Source passage:
——————

History

United States
- Laid down: date unknown
- Launched: in 1863 at Cincinnati, Ohio
- Acquired: 23 January 1864; at Cincinnati, Ohio;
- Commissioned: circa 9 March 1864; at New Orleans, Louisiana;
- Decommissioned: 21 July 1865 at Mobile, Alabama
- Stricken: 1865 (est.)
- Fate: Sold, 12 August 1865

General characteristics
- Displacement: 171 tons
- Length: not known
- Beam: not known
- Draught: not known
- Propulsion: steam engine; side wheel-propelled;
- Speed: not known
- Complement: 51
- Armament: two 32-pounder guns; four 24-pounder howitzers;
- Armour: tinclad

= USS Tallahatchie =

Gunboat of the United States Navy

USS Tallahatchie was a 171-ton steamer acquired by the Union Navy during the American Civil War for service against the Confederate States of America.

Tallahatchie was outfitted with ordnance for river bank operations (howitzers) and guns for attacking blockade runners (32-pounders) and was sent to the Mississippi River and then to the Gulf of Mexico coast, where she participated in operations in both places.

== Built in Cincinnati, Ohio, in 1863 ==

Cricket No. 4—a wooden-hulled sidewheel steamer built in 1863 at Cincinnati, Ohio—was purchased there by the Union Navy from Stephen Morse et al. on 23 January 1864. Renamed Tallahatchie on 26 January and designated "tinclad gunboat no. 46," the sidewheeler was held at Cincinnati for a fortnight by ice in the Ohio River before she could be moved downstream to Cairo, Illinois, to be fitted out and lightly armored.

== Civil War operations ==

=== Assigned to the Mississippi River ===

Acquired by Rear Admiral David Dixon Porter in response to a request from Commodore Henry H. Bell for light draft gunboats to strengthen United States naval forces in the Gulf of Mexico, Tallahatchie headed down the Mississippi River on 9 March 1864. The ship's bottom was covered with sheet copper at New Orleans, Louisiana, to protect it during salt water operations. When finally ready for action, the ship was commissioned at New Orleans, Acting Master J. W. Saunders in command.

Meanwhile, Porter's Mississippi Squadron had ascended the Red River to support a Union Army thrust toward Texas. However, the forces had met reverses and were retiring. This left the Union gunboats without land support and in danger of being caught upstream by the falling water level in the river. Now Porter needed help, and Tallahatchie ascended the Mississippi and entered the Red River which she patrolled from Fort De Russy to the mouth of the Black River to protect the Mississippi Squadron's waterborne communications.

=== Assigned to the West Gulf blockade ===

In the meantime, the crews of Porter's warships and Union Army engineers dammed the river to allow the ships to ride downstream over the rapids. When the Union gunboats reached safety, Tallahatchie returned to New Orleans for duty with the West Gulf Blockading Squadron. She served with this force for the duration of hostilities, operating off the passes of the Mississippi and in Mississippi Sound and Lake Pontchartrain.

——————

What the exercise asks: Please reproduce the part of the USS Tallahatchie article that begins at the words "USS Tallahatchie was" and stops after "in both places.", with no word changed. The records after this point have no connection to the USS Tallahatchie article.

Provided information:
——————

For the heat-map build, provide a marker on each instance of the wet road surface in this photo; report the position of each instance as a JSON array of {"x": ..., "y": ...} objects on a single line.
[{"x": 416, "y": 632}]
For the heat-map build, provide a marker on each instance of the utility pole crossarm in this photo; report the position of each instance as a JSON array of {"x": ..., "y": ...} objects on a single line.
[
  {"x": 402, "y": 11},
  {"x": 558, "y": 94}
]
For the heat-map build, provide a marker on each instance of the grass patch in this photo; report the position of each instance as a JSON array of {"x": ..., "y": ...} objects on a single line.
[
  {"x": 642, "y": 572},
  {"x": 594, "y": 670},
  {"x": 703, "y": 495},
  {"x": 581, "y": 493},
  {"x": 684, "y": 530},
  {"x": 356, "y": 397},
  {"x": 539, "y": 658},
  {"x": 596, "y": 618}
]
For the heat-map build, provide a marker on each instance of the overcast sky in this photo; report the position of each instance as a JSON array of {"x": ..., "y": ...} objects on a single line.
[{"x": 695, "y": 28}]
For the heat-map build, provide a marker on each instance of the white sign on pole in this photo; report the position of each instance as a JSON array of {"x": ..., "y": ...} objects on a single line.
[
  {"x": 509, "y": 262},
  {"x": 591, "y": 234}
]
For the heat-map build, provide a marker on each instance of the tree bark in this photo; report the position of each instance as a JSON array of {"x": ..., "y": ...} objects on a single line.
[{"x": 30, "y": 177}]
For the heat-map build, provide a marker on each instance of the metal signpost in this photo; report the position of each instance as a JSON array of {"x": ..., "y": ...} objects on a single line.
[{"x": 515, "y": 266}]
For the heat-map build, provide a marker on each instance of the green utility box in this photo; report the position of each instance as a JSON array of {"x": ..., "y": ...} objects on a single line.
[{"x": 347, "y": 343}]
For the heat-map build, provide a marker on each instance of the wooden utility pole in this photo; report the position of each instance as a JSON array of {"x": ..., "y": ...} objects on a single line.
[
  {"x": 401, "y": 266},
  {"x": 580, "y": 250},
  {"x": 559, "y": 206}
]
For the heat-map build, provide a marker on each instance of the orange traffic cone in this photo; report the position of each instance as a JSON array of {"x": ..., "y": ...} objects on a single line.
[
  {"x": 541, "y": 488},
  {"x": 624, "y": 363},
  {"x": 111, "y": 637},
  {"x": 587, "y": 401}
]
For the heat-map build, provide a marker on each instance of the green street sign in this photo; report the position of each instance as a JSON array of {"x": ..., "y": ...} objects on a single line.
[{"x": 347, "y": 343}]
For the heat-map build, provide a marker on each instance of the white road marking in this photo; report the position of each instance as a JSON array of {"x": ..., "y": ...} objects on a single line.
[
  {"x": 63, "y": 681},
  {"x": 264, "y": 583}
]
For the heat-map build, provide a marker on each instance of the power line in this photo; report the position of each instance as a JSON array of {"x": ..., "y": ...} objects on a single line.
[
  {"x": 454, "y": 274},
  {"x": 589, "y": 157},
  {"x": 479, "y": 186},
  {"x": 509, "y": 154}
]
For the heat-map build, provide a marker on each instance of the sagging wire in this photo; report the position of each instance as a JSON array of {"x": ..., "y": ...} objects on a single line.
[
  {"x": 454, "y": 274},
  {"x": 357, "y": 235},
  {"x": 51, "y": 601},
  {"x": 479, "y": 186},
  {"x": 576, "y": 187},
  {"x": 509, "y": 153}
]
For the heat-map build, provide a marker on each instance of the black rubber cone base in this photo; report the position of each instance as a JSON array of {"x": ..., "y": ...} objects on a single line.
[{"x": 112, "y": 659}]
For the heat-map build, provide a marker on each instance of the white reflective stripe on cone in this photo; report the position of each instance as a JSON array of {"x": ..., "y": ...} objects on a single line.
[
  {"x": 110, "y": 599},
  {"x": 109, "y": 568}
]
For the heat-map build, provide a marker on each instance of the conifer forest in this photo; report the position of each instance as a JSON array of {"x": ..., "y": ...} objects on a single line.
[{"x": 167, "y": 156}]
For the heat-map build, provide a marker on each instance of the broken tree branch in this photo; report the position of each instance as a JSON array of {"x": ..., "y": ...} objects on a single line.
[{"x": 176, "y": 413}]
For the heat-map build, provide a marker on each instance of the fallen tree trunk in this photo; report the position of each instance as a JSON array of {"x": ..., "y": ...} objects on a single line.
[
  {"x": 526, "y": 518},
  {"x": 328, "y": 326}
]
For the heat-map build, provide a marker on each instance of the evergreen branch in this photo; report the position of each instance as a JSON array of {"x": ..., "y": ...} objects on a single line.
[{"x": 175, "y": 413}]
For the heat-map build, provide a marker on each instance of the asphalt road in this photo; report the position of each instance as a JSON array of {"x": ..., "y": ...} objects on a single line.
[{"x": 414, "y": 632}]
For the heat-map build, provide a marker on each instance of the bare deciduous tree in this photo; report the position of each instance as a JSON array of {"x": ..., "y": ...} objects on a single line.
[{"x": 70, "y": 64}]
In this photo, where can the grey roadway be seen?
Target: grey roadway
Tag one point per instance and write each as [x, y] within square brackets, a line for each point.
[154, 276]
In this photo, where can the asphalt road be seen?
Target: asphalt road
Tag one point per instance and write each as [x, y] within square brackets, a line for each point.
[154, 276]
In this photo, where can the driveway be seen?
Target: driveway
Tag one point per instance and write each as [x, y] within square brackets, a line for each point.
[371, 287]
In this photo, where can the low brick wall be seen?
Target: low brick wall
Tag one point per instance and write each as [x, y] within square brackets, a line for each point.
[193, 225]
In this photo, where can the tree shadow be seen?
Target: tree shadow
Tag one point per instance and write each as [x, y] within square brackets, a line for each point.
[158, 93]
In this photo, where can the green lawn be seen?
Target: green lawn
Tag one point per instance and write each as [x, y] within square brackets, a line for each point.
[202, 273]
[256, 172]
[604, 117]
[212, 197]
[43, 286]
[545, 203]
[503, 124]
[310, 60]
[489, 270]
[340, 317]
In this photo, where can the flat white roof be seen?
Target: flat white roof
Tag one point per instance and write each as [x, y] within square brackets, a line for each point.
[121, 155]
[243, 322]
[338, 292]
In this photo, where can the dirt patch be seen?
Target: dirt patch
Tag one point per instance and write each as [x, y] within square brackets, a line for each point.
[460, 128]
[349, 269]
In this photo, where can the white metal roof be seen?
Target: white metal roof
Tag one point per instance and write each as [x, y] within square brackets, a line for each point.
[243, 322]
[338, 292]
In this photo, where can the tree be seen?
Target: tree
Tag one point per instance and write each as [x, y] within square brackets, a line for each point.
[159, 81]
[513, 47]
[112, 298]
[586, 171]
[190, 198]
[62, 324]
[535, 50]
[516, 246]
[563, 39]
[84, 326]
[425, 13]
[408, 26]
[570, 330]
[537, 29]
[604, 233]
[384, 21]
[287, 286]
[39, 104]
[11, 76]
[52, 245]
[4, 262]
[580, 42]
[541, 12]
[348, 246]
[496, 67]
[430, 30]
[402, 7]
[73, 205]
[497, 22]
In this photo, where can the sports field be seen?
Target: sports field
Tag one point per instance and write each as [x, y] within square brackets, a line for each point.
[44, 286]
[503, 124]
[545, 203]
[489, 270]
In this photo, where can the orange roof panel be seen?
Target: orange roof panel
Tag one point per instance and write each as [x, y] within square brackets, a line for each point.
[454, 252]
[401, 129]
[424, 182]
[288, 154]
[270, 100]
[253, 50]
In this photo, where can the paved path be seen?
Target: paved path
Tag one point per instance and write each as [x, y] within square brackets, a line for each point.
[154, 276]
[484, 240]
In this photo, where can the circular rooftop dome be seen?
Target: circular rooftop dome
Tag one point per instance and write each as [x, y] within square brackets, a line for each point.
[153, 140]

——————

Solution to this task:
USS Tallahatchie was a 171-ton steamer acquired by the Union Navy during the American Civil War for service against the Confederate States of America.

Tallahatchie was outfitted with ordnance for river bank operations (howitzers) and guns for attacking blockade runners (32-pounders) and was sent to the Mississippi River and then to the Gulf of Mexico coast, where she participated in operations in both places.